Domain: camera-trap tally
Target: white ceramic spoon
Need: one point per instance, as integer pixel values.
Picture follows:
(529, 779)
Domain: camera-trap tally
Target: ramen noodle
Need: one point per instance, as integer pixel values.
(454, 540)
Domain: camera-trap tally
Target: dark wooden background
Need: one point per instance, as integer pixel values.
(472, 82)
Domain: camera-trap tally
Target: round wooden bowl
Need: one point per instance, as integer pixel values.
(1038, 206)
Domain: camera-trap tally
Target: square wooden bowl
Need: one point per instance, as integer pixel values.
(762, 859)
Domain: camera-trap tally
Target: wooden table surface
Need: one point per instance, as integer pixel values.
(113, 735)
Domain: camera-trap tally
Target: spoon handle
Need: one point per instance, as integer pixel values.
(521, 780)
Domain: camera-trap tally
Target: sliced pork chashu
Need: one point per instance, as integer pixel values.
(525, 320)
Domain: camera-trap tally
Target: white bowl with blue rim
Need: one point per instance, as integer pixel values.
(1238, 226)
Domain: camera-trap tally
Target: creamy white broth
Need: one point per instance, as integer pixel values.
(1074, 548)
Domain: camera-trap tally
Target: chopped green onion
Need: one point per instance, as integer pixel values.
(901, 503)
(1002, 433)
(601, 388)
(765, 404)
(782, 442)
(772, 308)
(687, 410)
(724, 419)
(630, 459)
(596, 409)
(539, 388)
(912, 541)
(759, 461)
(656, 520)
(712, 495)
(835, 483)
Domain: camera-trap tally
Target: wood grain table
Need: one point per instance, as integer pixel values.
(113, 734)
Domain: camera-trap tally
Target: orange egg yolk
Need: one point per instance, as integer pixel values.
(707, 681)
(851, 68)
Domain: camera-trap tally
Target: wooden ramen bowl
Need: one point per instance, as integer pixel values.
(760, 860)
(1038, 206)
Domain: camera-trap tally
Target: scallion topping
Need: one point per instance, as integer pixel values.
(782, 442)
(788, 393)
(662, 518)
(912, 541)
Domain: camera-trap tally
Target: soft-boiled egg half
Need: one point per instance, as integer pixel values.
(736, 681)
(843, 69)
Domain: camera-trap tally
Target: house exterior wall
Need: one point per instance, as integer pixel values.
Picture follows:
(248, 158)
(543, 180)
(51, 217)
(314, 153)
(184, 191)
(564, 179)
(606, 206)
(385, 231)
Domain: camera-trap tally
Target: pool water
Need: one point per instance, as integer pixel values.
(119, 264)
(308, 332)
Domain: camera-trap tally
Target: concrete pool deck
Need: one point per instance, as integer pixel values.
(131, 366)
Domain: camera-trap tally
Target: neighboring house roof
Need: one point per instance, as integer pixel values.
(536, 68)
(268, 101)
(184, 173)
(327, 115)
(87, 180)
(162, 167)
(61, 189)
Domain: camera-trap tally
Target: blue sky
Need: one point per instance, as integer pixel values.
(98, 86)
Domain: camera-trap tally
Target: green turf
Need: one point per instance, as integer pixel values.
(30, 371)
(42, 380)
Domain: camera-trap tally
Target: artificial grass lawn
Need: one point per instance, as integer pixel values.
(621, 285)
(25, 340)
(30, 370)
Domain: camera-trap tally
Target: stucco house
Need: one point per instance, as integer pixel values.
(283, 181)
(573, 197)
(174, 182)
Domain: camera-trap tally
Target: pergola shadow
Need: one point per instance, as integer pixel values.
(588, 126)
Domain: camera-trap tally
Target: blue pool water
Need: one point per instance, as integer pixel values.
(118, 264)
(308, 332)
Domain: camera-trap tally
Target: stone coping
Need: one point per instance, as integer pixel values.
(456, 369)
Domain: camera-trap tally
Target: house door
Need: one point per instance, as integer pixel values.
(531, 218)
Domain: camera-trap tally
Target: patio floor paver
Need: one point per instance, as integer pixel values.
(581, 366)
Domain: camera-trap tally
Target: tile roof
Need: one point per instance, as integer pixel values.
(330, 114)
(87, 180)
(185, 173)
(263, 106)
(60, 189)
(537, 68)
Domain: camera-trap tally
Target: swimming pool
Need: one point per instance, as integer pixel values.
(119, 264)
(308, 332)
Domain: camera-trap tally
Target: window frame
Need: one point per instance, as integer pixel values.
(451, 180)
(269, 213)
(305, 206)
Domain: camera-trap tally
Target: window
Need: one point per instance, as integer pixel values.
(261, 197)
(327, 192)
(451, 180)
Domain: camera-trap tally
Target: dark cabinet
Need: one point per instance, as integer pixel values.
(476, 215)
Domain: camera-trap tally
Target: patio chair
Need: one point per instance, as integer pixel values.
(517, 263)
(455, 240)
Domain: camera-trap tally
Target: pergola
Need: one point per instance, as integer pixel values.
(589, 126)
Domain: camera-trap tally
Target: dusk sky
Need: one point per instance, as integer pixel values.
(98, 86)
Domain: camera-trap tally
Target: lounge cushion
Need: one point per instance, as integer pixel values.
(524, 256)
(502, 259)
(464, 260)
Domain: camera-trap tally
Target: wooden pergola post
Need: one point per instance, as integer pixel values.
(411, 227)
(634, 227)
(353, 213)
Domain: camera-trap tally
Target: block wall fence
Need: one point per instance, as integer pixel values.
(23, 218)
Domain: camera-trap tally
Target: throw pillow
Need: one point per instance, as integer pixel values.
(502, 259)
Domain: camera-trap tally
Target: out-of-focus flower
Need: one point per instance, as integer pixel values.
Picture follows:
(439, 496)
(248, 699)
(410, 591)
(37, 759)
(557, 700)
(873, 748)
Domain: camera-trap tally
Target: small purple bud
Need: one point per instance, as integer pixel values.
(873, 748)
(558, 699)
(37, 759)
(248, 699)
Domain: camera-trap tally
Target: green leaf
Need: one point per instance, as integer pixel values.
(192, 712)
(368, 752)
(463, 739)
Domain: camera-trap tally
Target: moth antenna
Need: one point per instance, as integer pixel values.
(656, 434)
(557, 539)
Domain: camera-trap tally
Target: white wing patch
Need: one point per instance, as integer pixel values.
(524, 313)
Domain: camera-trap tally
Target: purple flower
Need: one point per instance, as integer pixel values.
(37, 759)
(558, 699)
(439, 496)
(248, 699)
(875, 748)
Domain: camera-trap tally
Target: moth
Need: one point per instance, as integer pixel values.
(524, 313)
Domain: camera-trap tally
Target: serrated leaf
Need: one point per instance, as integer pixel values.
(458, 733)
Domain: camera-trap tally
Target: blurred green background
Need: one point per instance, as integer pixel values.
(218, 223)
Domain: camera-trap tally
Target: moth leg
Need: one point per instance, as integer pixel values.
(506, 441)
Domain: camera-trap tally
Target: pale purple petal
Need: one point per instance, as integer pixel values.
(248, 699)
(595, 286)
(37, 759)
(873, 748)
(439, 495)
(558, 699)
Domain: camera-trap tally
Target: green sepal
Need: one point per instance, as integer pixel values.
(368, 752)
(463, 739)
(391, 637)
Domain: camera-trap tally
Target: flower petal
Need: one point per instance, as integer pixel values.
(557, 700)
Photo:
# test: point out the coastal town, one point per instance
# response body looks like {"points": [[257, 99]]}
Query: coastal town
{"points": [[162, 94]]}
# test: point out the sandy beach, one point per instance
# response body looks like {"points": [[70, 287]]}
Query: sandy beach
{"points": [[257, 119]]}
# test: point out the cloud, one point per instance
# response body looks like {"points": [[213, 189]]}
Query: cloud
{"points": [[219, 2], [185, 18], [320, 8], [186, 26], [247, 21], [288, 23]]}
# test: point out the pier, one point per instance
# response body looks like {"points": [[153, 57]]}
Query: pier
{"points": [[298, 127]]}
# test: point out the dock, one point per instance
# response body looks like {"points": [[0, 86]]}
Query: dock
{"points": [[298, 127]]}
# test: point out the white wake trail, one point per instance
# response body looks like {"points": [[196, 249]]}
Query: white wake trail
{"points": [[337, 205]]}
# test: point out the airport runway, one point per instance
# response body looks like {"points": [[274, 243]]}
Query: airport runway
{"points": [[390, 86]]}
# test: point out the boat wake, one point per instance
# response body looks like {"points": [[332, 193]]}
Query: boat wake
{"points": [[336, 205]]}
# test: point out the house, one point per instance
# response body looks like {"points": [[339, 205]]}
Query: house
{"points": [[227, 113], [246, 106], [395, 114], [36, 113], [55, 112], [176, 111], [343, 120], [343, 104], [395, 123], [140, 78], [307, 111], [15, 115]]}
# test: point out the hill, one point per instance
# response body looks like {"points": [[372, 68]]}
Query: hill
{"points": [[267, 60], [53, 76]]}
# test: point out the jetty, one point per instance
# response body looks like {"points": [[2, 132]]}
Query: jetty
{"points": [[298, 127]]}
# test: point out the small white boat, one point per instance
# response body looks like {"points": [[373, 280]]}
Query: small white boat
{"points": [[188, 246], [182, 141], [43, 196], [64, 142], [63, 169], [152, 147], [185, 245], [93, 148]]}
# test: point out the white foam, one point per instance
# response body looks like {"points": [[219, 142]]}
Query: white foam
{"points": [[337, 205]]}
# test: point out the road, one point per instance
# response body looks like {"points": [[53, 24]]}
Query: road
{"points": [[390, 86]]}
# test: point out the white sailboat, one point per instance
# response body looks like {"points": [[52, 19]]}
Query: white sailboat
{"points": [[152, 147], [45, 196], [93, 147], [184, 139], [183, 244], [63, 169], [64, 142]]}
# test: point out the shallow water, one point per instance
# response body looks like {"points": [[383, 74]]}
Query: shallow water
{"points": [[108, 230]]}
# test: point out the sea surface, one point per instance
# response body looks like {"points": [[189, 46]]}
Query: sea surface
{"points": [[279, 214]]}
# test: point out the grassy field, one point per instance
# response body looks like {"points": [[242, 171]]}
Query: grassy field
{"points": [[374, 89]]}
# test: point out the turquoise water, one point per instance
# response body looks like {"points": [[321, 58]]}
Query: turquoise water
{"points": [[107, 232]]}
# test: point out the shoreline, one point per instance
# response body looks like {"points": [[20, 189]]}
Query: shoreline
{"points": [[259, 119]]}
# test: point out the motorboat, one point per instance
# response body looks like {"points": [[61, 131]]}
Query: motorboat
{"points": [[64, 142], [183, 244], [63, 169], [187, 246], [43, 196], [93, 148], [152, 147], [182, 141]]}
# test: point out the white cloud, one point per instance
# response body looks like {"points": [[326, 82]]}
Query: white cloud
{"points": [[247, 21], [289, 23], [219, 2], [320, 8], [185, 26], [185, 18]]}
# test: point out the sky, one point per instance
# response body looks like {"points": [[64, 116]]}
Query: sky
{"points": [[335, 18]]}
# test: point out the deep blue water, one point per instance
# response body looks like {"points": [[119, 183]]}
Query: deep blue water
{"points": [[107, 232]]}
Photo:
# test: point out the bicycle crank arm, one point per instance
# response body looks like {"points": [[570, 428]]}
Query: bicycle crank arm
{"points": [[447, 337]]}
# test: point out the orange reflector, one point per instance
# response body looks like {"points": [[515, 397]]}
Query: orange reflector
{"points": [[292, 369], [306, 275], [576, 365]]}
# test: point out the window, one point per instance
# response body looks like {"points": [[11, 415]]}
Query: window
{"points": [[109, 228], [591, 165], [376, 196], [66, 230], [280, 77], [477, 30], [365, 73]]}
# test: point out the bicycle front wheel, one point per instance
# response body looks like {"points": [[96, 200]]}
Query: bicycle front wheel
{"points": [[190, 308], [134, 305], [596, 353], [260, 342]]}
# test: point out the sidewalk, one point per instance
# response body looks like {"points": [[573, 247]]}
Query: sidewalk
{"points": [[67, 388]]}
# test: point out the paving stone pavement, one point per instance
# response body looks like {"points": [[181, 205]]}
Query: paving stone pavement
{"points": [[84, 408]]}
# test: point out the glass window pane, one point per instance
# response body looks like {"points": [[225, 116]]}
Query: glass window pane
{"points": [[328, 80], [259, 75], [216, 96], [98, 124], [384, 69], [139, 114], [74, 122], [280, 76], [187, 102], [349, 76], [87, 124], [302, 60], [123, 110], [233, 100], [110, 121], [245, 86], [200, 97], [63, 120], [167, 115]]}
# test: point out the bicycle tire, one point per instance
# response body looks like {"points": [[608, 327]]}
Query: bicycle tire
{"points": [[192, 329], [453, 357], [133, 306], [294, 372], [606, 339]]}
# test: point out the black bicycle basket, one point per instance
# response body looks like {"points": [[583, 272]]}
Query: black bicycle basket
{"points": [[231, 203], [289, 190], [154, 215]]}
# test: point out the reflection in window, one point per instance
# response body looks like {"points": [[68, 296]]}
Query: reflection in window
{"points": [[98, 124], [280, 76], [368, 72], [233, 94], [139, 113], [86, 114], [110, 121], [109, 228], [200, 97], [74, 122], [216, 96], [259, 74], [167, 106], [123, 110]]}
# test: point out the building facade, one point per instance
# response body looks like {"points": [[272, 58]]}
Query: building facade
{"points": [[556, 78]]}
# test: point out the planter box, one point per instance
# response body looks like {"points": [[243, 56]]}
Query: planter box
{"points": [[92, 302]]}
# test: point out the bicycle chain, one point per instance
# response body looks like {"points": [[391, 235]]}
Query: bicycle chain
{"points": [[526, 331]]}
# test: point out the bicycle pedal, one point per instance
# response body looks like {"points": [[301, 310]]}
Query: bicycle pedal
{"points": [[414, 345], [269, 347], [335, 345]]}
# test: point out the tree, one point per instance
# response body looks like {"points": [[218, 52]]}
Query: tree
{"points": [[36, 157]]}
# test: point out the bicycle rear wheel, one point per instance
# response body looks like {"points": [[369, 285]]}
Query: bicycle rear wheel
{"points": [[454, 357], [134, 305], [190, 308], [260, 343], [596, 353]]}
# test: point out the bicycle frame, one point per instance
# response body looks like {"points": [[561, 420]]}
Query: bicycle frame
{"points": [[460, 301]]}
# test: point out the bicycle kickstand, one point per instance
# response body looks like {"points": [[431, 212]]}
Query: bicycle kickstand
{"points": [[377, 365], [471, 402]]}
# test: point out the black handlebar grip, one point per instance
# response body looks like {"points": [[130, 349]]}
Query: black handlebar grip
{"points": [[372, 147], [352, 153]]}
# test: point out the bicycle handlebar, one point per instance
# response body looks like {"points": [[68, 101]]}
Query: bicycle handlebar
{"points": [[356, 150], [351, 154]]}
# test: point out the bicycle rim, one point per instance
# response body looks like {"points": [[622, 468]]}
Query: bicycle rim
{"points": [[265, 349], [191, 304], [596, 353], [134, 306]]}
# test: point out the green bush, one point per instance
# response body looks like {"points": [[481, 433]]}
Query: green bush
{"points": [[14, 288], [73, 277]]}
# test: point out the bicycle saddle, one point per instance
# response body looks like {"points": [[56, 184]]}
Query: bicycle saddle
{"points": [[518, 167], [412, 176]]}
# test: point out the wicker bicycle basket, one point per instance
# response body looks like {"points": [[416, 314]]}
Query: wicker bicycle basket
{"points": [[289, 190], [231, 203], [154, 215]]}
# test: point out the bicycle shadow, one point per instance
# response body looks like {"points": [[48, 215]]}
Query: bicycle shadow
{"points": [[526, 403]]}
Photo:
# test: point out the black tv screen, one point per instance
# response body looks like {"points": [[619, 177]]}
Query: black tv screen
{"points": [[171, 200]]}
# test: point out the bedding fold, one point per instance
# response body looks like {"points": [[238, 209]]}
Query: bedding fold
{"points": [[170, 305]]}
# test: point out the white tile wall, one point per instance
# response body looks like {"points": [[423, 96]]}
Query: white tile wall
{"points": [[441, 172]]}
-=-=-=-=-
Return exactly the lines from the one containing "# test: point out the bicycle shadow, one" through the last line of the records above, both included, and nothing else.

- _RIGHT ANSWER_
# test: point out the bicycle shadow, one point per instance
# response body looks like {"points": [[48, 215]]}
Query: bicycle shadow
{"points": [[526, 403]]}
Photo:
# test: point out the black tv screen, one point per instance
# response body looks like {"points": [[619, 177]]}
Query: black tv screen
{"points": [[171, 200]]}
# test: point out the bedding fold, one point per instance
# response body looks like {"points": [[238, 209]]}
Query: bedding fold
{"points": [[170, 305]]}
# test: point out the white tile wall, one point per instance
# response body looks like {"points": [[423, 96]]}
Query: white tile wall
{"points": [[441, 172]]}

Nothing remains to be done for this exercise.